→ Task goal
Search the data for the string "guardrail" and copy each line in which it appears.
[Data records — start]
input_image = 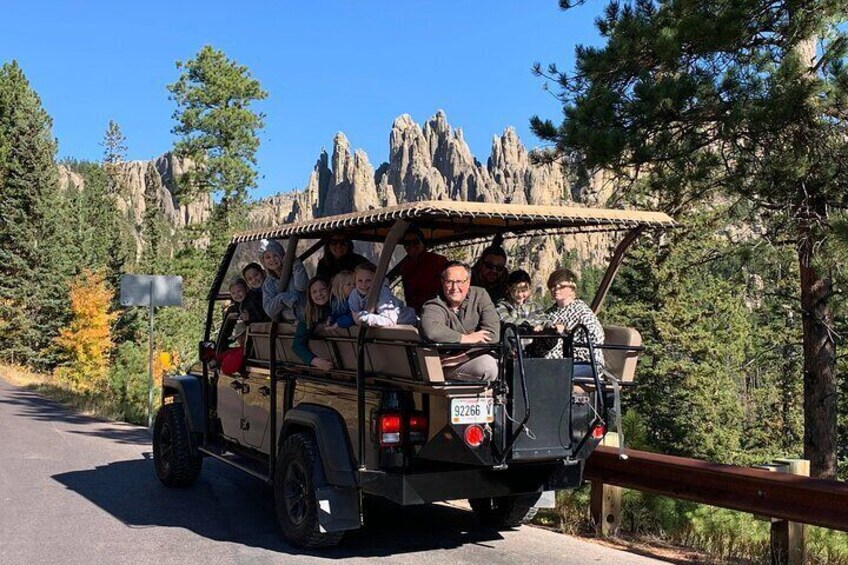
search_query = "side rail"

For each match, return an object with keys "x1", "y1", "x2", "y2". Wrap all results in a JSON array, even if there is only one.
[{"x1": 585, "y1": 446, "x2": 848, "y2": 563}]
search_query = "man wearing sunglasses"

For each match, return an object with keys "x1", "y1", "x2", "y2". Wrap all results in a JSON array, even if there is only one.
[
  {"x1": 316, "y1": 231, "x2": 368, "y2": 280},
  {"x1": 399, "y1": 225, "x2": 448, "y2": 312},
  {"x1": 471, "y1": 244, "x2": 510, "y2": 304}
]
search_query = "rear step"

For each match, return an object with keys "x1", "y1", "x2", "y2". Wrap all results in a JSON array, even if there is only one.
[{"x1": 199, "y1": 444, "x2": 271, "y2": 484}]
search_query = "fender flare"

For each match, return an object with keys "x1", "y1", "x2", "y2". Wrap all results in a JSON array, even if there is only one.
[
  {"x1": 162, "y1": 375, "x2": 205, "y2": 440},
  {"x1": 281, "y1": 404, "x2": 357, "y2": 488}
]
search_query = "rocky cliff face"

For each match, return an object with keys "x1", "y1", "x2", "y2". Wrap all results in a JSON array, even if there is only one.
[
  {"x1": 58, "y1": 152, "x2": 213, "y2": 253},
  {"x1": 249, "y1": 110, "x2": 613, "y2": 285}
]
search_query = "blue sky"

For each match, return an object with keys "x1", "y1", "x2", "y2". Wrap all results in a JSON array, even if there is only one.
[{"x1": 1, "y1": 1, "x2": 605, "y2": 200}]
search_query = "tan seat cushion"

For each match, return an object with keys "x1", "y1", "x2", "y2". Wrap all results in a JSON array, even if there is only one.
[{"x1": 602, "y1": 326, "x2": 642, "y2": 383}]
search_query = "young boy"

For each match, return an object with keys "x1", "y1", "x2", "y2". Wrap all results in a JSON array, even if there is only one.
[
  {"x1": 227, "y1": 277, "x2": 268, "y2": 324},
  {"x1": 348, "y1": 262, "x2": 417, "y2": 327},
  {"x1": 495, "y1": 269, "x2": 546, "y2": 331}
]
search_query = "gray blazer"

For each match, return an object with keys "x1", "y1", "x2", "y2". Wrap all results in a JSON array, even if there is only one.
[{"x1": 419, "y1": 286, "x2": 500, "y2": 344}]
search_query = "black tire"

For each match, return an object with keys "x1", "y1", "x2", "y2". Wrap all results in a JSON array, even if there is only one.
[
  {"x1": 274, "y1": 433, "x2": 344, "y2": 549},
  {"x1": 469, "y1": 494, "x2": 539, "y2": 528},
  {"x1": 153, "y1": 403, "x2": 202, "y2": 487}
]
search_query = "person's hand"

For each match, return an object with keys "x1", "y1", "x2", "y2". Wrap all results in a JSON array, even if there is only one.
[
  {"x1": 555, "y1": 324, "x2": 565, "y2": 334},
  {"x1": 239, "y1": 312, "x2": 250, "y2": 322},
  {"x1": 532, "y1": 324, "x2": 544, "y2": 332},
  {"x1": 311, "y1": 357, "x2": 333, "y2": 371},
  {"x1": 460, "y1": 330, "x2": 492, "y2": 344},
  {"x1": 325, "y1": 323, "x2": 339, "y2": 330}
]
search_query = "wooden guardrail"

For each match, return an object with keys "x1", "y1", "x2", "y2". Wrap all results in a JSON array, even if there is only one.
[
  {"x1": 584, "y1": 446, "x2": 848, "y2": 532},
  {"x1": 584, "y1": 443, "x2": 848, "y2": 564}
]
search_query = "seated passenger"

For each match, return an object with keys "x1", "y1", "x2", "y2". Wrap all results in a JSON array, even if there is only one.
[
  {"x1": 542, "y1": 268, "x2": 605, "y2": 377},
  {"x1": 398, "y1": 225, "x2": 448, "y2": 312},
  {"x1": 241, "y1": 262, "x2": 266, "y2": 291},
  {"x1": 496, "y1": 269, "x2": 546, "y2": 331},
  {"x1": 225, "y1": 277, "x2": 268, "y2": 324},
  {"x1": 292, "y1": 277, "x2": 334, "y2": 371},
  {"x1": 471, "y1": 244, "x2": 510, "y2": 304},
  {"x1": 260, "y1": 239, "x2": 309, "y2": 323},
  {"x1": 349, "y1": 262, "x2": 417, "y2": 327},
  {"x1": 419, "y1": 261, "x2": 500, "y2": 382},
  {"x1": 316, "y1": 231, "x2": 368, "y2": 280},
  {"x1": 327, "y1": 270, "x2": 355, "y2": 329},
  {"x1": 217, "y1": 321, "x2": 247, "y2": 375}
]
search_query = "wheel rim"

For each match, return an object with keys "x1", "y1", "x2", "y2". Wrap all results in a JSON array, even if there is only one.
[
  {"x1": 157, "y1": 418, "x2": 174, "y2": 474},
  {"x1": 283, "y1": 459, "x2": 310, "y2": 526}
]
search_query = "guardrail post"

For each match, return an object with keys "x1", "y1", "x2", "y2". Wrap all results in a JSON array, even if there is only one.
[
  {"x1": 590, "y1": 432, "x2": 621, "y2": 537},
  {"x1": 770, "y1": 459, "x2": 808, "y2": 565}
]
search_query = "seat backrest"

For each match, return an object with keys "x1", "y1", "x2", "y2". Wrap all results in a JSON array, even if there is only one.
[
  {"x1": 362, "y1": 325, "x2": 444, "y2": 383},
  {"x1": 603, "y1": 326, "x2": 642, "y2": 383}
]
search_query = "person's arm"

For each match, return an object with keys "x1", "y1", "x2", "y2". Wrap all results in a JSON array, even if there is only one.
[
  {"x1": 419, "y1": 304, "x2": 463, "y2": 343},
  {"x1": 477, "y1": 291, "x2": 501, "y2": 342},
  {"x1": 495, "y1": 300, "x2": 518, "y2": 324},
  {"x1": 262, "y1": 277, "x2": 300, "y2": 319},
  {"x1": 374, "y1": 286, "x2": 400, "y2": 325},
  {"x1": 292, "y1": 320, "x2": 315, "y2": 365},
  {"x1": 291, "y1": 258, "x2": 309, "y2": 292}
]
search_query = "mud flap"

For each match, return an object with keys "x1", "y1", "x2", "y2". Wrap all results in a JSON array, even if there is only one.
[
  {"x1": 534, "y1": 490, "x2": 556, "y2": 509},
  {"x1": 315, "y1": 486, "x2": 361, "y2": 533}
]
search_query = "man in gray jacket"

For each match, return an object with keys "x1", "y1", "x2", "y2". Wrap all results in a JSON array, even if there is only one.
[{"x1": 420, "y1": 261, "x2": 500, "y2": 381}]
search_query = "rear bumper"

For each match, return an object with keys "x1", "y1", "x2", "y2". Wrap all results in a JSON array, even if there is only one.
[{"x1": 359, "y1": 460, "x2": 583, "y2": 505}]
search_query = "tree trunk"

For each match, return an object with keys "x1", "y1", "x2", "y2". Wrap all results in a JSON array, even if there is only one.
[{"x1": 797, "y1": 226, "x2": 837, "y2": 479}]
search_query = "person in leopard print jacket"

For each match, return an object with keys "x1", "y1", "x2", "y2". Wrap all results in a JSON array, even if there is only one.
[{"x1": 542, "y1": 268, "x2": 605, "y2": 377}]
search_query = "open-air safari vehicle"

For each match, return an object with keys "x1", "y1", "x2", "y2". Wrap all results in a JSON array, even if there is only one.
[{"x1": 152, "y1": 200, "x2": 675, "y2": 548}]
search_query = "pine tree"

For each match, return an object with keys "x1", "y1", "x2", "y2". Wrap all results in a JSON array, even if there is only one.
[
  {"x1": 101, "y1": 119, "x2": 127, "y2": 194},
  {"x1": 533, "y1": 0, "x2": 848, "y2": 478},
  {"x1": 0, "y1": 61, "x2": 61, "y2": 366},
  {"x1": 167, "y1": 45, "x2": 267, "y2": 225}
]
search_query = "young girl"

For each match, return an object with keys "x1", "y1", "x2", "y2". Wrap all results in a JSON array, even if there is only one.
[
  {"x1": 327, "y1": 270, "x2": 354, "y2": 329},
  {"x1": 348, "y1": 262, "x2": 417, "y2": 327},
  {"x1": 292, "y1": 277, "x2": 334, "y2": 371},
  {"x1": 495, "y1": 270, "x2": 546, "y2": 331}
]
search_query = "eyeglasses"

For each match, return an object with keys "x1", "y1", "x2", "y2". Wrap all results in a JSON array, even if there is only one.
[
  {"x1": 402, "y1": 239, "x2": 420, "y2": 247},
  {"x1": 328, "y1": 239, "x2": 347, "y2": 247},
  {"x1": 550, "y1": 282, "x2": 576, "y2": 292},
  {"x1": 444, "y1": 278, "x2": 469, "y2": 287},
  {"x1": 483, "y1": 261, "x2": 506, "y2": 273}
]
[Data records — finish]
→ Answer to the exercise
search_query = "wooden guardrail"
search_query = "guardrail post"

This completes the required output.